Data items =
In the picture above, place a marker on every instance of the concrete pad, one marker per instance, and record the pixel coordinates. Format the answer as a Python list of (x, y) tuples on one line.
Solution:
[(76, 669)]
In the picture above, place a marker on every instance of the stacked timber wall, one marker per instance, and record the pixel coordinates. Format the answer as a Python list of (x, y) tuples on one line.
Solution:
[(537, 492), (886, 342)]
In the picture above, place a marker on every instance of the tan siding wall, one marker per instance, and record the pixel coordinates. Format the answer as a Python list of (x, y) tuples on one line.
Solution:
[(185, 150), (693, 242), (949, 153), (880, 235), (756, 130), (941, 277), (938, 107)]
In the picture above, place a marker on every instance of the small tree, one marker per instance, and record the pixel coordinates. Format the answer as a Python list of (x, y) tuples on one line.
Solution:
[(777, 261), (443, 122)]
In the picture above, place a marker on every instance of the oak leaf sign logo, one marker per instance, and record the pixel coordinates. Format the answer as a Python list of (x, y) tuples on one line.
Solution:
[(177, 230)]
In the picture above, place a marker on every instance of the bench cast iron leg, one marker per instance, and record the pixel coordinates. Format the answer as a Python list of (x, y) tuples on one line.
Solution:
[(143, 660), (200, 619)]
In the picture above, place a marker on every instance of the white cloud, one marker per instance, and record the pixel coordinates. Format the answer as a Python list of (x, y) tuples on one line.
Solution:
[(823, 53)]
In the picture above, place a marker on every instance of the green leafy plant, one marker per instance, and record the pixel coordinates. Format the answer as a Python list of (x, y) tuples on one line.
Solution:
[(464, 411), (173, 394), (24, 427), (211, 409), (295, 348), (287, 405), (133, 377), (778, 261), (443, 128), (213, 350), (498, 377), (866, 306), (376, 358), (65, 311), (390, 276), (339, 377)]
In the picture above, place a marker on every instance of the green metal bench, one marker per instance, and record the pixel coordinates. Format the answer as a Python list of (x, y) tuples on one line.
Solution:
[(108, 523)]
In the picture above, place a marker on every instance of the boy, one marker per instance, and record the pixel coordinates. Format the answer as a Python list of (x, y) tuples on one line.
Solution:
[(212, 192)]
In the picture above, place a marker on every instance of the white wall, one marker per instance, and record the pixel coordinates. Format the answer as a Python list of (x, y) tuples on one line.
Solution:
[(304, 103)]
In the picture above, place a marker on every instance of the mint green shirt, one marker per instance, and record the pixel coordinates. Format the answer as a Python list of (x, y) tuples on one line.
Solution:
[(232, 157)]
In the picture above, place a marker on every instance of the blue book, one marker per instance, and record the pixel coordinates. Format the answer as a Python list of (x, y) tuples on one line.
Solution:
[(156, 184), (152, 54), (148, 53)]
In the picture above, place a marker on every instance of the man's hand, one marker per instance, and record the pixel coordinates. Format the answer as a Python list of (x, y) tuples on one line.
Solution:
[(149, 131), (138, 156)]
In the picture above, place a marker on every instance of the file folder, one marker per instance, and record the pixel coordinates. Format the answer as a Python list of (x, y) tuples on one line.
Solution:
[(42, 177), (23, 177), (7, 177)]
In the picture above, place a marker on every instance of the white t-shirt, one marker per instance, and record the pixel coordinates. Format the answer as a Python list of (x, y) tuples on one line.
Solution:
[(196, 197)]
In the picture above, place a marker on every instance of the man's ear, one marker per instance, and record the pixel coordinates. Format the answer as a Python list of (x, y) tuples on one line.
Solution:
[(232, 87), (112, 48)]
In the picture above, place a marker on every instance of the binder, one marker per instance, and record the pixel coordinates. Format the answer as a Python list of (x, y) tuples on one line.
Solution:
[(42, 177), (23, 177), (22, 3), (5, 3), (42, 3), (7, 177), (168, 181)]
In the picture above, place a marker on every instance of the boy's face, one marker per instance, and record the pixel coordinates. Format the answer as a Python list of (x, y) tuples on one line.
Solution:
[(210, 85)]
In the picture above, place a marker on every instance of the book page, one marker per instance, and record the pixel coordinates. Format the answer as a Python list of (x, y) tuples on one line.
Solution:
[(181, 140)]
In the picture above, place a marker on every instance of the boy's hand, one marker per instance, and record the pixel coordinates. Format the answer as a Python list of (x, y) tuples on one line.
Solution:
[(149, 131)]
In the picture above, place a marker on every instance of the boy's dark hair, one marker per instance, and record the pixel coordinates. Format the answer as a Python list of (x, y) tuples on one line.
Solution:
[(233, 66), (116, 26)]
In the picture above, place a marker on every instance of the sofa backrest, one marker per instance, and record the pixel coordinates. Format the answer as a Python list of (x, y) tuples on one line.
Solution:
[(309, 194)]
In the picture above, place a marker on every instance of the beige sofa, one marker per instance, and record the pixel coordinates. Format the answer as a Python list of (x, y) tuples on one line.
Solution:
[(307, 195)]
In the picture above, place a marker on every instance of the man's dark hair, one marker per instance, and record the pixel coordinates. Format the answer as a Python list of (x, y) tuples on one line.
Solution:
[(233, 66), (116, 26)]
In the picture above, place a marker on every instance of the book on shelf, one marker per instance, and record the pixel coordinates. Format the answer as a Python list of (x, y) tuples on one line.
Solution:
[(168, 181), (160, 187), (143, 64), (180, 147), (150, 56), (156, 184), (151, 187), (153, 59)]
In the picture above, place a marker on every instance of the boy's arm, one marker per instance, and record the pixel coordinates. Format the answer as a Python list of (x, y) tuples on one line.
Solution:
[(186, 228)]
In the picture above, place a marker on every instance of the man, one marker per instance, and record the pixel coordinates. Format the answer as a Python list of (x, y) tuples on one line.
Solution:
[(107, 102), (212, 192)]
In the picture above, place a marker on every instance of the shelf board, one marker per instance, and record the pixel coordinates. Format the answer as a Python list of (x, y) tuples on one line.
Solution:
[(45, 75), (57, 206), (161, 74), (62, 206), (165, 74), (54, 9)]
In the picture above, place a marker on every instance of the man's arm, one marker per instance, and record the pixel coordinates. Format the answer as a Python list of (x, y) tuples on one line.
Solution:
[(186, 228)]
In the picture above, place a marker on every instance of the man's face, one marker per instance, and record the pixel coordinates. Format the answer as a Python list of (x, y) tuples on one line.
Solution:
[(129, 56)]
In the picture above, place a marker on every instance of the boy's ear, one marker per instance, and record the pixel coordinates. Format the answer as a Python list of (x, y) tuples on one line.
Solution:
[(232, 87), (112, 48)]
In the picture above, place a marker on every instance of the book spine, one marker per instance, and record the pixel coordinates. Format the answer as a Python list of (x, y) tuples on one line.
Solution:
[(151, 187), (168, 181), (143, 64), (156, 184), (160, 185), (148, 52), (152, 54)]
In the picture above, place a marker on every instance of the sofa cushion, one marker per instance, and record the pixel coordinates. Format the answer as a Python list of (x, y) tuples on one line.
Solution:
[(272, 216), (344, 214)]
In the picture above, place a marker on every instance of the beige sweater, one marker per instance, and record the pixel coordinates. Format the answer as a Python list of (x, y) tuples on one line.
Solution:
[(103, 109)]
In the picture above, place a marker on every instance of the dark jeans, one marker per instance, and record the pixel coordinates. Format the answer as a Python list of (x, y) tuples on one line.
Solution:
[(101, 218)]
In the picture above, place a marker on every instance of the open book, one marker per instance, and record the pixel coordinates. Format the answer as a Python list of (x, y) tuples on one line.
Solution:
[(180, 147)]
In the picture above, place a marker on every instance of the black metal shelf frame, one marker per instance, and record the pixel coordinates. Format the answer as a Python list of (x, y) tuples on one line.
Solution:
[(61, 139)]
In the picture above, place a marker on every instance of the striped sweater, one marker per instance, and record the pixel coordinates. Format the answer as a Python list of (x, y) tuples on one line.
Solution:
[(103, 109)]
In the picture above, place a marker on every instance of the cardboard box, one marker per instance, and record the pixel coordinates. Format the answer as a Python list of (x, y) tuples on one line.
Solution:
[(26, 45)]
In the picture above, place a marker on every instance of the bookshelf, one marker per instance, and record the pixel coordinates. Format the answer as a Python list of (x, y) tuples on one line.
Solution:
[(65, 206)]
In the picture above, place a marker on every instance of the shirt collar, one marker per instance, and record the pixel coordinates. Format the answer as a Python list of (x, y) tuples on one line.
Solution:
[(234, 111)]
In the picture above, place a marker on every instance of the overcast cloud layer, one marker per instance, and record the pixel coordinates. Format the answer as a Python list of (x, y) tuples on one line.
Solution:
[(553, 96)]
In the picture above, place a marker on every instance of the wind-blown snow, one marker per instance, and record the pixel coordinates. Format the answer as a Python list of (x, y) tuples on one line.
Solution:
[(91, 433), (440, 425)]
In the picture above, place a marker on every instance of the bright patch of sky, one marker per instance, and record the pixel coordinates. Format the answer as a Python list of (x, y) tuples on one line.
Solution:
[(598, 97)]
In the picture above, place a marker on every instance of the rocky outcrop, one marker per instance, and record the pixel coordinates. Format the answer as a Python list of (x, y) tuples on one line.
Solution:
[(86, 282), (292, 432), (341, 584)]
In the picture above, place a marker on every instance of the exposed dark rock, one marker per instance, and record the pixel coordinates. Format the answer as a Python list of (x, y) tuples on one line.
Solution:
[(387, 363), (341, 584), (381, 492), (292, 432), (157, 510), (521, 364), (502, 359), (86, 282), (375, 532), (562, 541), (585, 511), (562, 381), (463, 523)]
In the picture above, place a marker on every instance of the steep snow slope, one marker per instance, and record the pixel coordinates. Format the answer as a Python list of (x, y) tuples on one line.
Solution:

WHAT IS NEEDED =
Wherever a line in the records contains the word "hair", copy that line.

WORKED SOLUTION =
In the picture above, place a marker on every instance of the boy's dark hair, one marker per instance, and record the pixel coordinates. Format the answer as a Python list of (x, y) tuples on one line.
In the picture above, place a marker on every instance of the man's dark hair, one marker per instance, and record the pixel coordinates. Format the answer as a Python list of (x, y) tuples on one line.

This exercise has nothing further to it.